-- start of RECORDS SHOWN --
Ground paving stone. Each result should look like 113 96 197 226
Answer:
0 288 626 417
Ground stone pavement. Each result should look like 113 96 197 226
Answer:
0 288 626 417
-- end of RECORDS SHOWN --
> **STATED PROBLEM**
Rewrite every line of the listing above as a numbered list, omitting any blank lines.

> **WRITTEN SOLUTION**
1. Ground paving stone. Each result should look like 113 96 197 226
2. Answer:
3. 0 288 626 417
4. Ground stone pavement. Each result should look like 113 96 197 226
5. Answer:
6. 0 288 626 417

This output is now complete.